= Exercise =
Retype the records below exactly as they appear, but leave out any pictures.
....
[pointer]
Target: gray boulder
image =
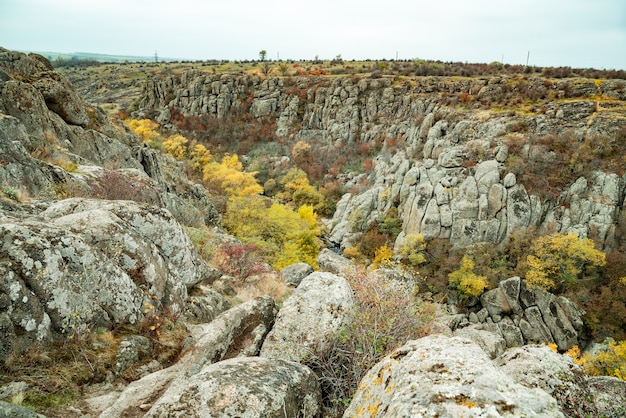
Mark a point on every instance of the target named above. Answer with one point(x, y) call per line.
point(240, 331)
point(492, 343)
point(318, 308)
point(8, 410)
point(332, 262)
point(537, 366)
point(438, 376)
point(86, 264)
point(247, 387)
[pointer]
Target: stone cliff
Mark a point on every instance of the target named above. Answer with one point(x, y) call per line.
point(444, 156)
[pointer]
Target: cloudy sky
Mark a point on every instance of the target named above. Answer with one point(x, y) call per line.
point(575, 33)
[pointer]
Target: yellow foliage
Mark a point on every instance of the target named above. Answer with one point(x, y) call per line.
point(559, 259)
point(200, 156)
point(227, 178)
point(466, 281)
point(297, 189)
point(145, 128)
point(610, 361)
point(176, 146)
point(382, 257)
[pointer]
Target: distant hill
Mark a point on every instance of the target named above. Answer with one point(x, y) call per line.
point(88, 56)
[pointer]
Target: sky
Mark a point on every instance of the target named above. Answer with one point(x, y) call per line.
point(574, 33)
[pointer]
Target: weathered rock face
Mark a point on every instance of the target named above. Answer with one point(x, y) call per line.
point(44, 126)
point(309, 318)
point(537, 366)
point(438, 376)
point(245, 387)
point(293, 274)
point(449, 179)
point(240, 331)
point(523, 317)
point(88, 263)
....
= Written response =
[pointer]
Target: gray boulder
image =
Mark a point on every instance of the target named above. Answer with one point(x, y) call per line.
point(240, 331)
point(492, 343)
point(318, 308)
point(8, 410)
point(332, 262)
point(537, 366)
point(438, 376)
point(86, 264)
point(247, 387)
[pointer]
Target: stone cliff
Mark a point on every instance of the target named above. Answer with one point(x, y) call per line.
point(444, 156)
[pointer]
Target: cloudy sky
Mark a point on every instance of the target named above. Answer with one point(x, y) call per line.
point(575, 33)
[pointer]
Target: yellow foliage
Mark a point on every instance of the target named above. Answer with one point(x, y) call per line.
point(559, 259)
point(200, 156)
point(227, 178)
point(466, 281)
point(297, 189)
point(145, 128)
point(610, 361)
point(176, 146)
point(382, 257)
[pointer]
Target: distant hill
Mark a point on every instance of the target named above. Answer with one point(x, y) call per line.
point(88, 56)
[pointer]
Target: sky
Mark a point on every instance of the target named above. Answer with one point(x, y) call per line.
point(574, 33)
[pointer]
Target: weathered rock face
Mark a point on every instance of the target named above. Answer with one point(x, y) call per line.
point(44, 126)
point(309, 318)
point(537, 366)
point(438, 376)
point(245, 387)
point(293, 274)
point(449, 179)
point(240, 331)
point(523, 317)
point(88, 263)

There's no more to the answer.